BEGIN
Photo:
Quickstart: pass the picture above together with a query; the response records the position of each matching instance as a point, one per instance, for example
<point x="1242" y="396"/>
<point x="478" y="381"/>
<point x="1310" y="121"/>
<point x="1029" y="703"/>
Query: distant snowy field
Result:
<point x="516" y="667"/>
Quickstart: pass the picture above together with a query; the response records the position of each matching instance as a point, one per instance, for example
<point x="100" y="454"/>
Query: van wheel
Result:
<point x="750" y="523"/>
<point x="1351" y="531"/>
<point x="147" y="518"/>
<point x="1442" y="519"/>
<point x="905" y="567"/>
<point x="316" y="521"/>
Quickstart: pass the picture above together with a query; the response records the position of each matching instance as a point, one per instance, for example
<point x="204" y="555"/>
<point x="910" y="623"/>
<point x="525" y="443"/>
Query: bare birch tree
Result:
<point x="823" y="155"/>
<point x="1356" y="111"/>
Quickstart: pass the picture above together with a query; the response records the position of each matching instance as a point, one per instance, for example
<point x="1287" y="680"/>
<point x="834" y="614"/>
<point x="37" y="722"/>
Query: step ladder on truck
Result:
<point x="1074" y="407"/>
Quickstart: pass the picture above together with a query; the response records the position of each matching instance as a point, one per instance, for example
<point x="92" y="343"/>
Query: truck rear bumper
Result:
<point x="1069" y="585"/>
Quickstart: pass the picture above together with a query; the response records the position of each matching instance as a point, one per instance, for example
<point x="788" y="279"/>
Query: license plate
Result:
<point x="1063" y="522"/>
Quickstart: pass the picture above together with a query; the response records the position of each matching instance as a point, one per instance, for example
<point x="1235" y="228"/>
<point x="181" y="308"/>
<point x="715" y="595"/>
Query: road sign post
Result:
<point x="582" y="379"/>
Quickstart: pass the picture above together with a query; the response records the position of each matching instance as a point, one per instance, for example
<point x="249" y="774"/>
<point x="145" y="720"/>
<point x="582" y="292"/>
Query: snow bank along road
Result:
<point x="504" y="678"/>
END
• **Problem requirements**
All of the material above is to be repeated exactly.

• **Written response**
Photo:
Quickstart: pass the picture above together with a query; the response records the position of each matching instance as a point, one per instance, for example
<point x="1242" y="396"/>
<point x="478" y="381"/>
<point x="1310" y="121"/>
<point x="1029" y="703"/>
Query: distant snowy field
Result:
<point x="516" y="667"/>
Quickstart: pass the picture above together with a query; the response records the position of each matching instance as a point, one per instance, for example
<point x="100" y="454"/>
Query: van wheel
Result:
<point x="750" y="523"/>
<point x="1351" y="531"/>
<point x="147" y="518"/>
<point x="1442" y="519"/>
<point x="905" y="567"/>
<point x="316" y="521"/>
Quickstart: pass the picture above together with a query; the response records the position of each matching instance as a point, one per instance, for example
<point x="204" y="555"/>
<point x="910" y="623"/>
<point x="525" y="443"/>
Query: bare birch tree
Result:
<point x="823" y="155"/>
<point x="1356" y="111"/>
Quickstart: pass the picture above together with a query; the response records the position of each matching instance as a point, one per instance, for example
<point x="1287" y="680"/>
<point x="834" y="614"/>
<point x="37" y="722"/>
Query: step ladder on truck
Result:
<point x="1074" y="407"/>
Quickstart: pass the picture above together with a query; the response records the position of each matching instance as a point, one per instance, for example
<point x="92" y="343"/>
Query: truck rear bumper
Result:
<point x="1069" y="585"/>
Quickstart: pass the picture above together with a query; the response records the position of each matching instance as a point, one per instance, for example
<point x="788" y="279"/>
Query: license plate
Result:
<point x="1063" y="522"/>
Quickstart: pass the picture above together with a query; the response records the position of each matching instance as a point, one per instance, for example
<point x="1235" y="228"/>
<point x="181" y="308"/>
<point x="715" y="595"/>
Query: road sign post
Result:
<point x="582" y="379"/>
Quickstart: pass the picture above together with a query; the response records the position of each matching instance as a point, one per instance, for example
<point x="249" y="774"/>
<point x="145" y="720"/>
<point x="582" y="292"/>
Query: snow bank along road
Result:
<point x="504" y="678"/>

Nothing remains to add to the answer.